===== Raw data
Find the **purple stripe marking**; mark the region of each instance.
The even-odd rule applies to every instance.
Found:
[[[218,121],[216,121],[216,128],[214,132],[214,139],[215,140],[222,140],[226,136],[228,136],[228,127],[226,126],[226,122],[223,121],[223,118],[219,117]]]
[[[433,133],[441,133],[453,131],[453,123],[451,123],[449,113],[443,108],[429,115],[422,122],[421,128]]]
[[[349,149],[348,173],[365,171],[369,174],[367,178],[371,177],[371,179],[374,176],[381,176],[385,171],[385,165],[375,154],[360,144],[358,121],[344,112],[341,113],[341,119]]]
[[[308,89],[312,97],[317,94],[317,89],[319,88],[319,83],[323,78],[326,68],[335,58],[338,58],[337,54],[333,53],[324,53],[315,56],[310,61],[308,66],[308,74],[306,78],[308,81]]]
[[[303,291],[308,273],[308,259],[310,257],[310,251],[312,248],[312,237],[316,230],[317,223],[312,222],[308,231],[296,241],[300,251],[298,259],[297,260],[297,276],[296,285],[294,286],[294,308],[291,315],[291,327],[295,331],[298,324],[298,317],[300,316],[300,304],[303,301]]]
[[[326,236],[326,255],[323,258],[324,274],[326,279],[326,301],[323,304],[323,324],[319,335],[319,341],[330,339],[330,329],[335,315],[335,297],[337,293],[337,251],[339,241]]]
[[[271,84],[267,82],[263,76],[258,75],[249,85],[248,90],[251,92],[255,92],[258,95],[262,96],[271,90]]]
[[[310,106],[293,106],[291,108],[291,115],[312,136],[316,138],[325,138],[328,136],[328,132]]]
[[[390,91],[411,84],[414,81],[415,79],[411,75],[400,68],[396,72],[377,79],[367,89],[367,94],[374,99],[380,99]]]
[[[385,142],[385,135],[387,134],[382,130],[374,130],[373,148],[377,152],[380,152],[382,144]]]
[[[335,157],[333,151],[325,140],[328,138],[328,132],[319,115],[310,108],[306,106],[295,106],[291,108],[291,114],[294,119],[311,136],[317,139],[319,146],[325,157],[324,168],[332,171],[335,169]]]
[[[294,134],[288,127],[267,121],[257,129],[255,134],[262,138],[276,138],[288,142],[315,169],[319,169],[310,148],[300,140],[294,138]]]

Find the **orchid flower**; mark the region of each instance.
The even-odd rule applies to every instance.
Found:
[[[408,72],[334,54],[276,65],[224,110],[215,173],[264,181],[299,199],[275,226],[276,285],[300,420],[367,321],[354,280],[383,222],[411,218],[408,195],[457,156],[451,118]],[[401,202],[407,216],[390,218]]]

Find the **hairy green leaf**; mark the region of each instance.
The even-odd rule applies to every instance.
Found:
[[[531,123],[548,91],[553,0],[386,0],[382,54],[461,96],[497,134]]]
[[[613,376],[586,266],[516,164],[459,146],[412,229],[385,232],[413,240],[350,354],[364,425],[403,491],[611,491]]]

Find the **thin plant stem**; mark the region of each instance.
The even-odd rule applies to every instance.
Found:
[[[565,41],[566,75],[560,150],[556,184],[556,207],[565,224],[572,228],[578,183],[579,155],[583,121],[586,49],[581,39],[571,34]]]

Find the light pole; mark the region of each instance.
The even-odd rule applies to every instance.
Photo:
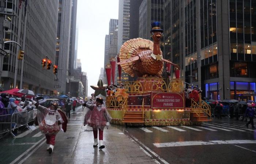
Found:
[[[189,76],[188,76],[189,77],[190,77],[190,83],[193,85],[193,84],[192,83],[192,80],[193,79],[193,77],[195,77],[196,76],[194,76],[192,75],[192,62],[191,62],[191,60],[193,61],[194,62],[195,62],[195,61],[197,59],[199,59],[199,58],[201,58],[202,57],[202,56],[200,56],[197,58],[195,58],[195,59],[193,59],[193,58],[191,58],[191,59],[190,60],[190,75]],[[196,68],[197,67],[197,62],[196,62]]]

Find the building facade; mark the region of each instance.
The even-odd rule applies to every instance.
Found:
[[[55,63],[59,70],[56,74],[54,86],[59,85],[60,88],[54,89],[60,94],[65,93],[66,89],[66,70],[68,69],[70,34],[71,21],[72,4],[71,1],[60,0],[59,1],[58,28],[56,43]]]
[[[256,1],[183,2],[186,81],[209,98],[255,100]]]
[[[105,70],[106,65],[108,63],[109,49],[109,35],[106,35],[105,36],[105,48],[104,52],[104,70]],[[107,77],[106,72],[104,73],[104,77],[102,82],[104,84],[107,83]]]
[[[119,0],[118,5],[117,38],[118,53],[124,43],[129,39],[130,0]],[[128,75],[122,71],[120,81],[127,81],[128,79]]]
[[[25,44],[23,71],[22,74],[22,60],[16,60],[19,50],[17,44],[5,44],[4,48],[7,55],[3,58],[1,85],[5,90],[19,87],[23,74],[22,89],[29,89],[35,93],[50,94],[53,89],[54,75],[52,71],[42,69],[41,62],[46,54],[53,63],[55,62],[59,1],[48,0],[46,3],[31,1],[26,5],[22,3],[20,8],[19,1],[5,1],[6,12],[17,16],[5,16],[11,26],[10,30],[4,32],[4,39]],[[27,20],[25,26],[25,12]],[[26,30],[25,36],[23,29]],[[20,33],[21,35],[19,35]],[[17,83],[14,86],[15,62],[17,62]]]

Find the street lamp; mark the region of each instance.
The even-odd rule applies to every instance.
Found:
[[[192,62],[191,62],[191,60],[193,61],[194,62],[195,62],[195,61],[197,59],[199,59],[199,58],[201,58],[202,57],[202,56],[200,56],[197,58],[193,59],[193,58],[191,58],[191,59],[190,60],[190,75],[189,76],[188,76],[189,77],[190,77],[190,83],[192,84],[192,79],[193,79],[193,77],[195,77],[196,76],[194,76],[192,75]],[[197,62],[196,62],[196,67],[197,68],[198,67],[197,66]]]

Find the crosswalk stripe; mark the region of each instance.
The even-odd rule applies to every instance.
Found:
[[[183,127],[183,128],[185,128],[188,129],[191,129],[193,130],[196,131],[203,131],[202,130],[197,129],[194,128],[191,128],[189,126],[180,126]]]
[[[221,128],[217,128],[217,127],[212,126],[210,126],[210,125],[205,125],[205,126],[209,126],[209,127],[211,127],[211,128],[213,128],[223,130],[227,131],[228,132],[232,132],[232,130],[230,130],[226,129]]]
[[[162,132],[169,132],[169,131],[167,130],[164,129],[163,128],[161,128],[158,127],[157,126],[152,126],[152,128],[156,129],[157,130],[161,130]]]
[[[226,140],[215,141],[191,141],[179,142],[172,142],[166,143],[156,143],[153,144],[157,148],[166,147],[181,147],[223,144],[256,144],[255,140]]]
[[[185,130],[182,129],[181,129],[178,128],[176,128],[175,127],[173,127],[173,126],[167,126],[167,127],[169,128],[172,128],[173,129],[174,129],[177,130],[179,131],[180,132],[185,132],[186,130]]]
[[[223,126],[216,125],[213,125],[213,124],[207,124],[207,123],[203,123],[203,124],[204,125],[210,125],[215,126],[216,126],[220,127],[221,128],[222,128],[223,127]],[[238,131],[240,131],[240,132],[245,132],[245,131],[244,131],[243,130],[238,129],[237,129],[232,128],[229,128],[229,127],[224,127],[224,128],[227,128],[227,129],[230,129],[235,130],[238,130]]]
[[[143,130],[147,133],[152,133],[153,132],[152,132],[151,130],[149,130],[148,129],[147,129],[145,128],[140,128],[141,130]]]
[[[41,132],[39,132],[37,133],[37,134],[35,134],[34,135],[32,136],[33,137],[40,137],[40,136],[42,136],[42,134]]]
[[[255,132],[255,131],[256,132],[256,130],[252,130],[252,129],[250,129],[243,128],[242,127],[244,127],[244,126],[242,126],[235,125],[234,124],[226,124],[226,123],[223,123],[223,124],[226,124],[227,125],[226,126],[229,126],[233,127],[234,128],[237,128],[237,126],[238,126],[239,127],[241,127],[241,128],[239,128],[240,129],[243,129],[248,130],[250,130],[250,131],[253,131],[253,132]],[[221,125],[220,124],[219,124]]]
[[[205,127],[203,127],[203,126],[196,126],[196,127],[197,128],[202,128],[202,129],[205,129],[209,130],[211,130],[211,131],[218,131],[216,130],[213,129],[211,129],[211,128],[206,128]]]

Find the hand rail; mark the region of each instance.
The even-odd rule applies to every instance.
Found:
[[[142,119],[143,121],[145,121],[145,117],[144,117],[144,98],[142,100]]]
[[[124,115],[125,114],[125,113],[126,113],[126,110],[127,110],[127,98],[125,99],[124,101],[124,104],[123,104],[122,106],[122,108],[123,109],[123,117],[124,118]]]
[[[191,99],[191,110],[195,112],[199,117],[199,120],[200,117],[200,112],[201,111],[199,105],[193,99]]]

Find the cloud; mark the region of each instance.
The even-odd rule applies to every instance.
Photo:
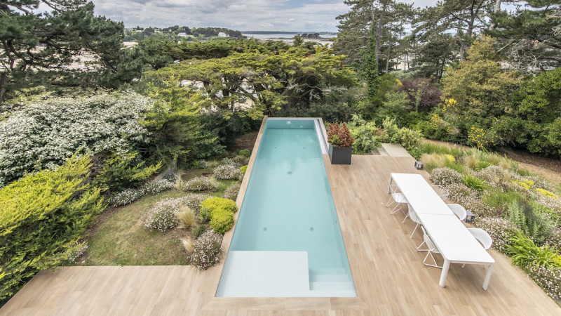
==========
How many lines of the data contain the word "stripe"? Give only the number.

Task solution ->
2